> **Article**:
Sometimes these buyers will accompany you on your inspection, ensuring you’re taking a comprehensive look at the home. They can also outline red flags in real time this way, and you can tell them a bit about the home as you go along.

Alternatively, all of this can happen after the fact. For instance, if there’s an issue with the electrical system, you can write out the problem in your report, and then give the home buyers a hands-on demonstration of how the electrical system is malfunctioning. This is an extra service that gives the home buyer crucial information and peace of mind from an expert.

Why is this process so important? Because it empowers home buyers. It helps them intimately understand the shortcomings of the home they’re about to buy.

After an inspection, they have the power to renegotiate with a seller based on your report. They can also convince the seller to fix these problems prior to their move-in. And if the home buyer thinks the problems that come with this home might be too much of a headache, they can walk away from the deal.

Home buyers rely on a thorough home inspection. 

How important is it to have experience in construction or other related industries before becoming a home inspector?

What fields tend to attract home inspectors? As you can imagine, those from the construction industry are particularly ready to take on home inspection. After all, they know how homes are built — so they know what to look for when assessing a home’s plusses and minuses.

> **Provided records**:
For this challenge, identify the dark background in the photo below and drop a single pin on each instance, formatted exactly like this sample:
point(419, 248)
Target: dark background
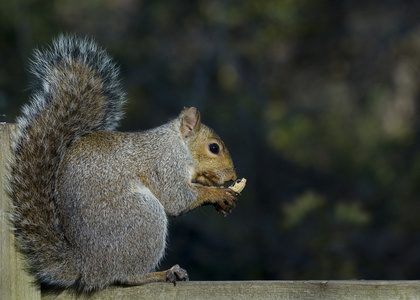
point(318, 102)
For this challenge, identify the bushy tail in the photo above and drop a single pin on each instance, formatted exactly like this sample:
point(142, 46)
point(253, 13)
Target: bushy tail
point(76, 91)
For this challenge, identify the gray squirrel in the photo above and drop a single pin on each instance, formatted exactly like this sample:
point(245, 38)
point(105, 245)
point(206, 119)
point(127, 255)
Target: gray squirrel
point(91, 204)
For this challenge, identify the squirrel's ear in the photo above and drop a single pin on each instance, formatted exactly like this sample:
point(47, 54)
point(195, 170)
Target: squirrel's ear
point(190, 121)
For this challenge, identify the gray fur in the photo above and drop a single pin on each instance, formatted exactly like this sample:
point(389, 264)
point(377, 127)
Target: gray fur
point(90, 204)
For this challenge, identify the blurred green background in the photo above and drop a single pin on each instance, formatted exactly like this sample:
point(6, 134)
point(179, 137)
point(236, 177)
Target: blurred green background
point(318, 102)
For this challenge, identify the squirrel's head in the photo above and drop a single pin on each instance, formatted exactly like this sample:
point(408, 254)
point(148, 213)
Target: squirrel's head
point(212, 162)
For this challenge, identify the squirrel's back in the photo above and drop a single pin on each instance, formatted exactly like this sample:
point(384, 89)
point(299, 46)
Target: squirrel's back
point(76, 91)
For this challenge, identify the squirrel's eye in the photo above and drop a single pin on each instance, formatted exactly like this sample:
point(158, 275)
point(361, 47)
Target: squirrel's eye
point(214, 148)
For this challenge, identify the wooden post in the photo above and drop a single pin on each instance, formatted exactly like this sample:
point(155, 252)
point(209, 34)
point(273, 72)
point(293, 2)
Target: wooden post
point(15, 283)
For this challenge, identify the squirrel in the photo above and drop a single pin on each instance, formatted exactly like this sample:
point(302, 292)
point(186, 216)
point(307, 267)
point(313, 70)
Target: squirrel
point(91, 204)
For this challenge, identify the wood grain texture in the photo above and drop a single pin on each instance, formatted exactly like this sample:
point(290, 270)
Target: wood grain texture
point(253, 290)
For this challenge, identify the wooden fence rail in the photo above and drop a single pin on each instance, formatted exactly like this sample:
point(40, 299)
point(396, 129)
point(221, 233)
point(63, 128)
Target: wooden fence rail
point(16, 284)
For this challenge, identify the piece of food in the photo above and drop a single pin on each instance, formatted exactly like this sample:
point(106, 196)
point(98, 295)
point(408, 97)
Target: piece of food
point(239, 185)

> **Task instructions**:
Which industry does the article say is particularly ready to take on home inspection?

> **Task result**:
The construction industry.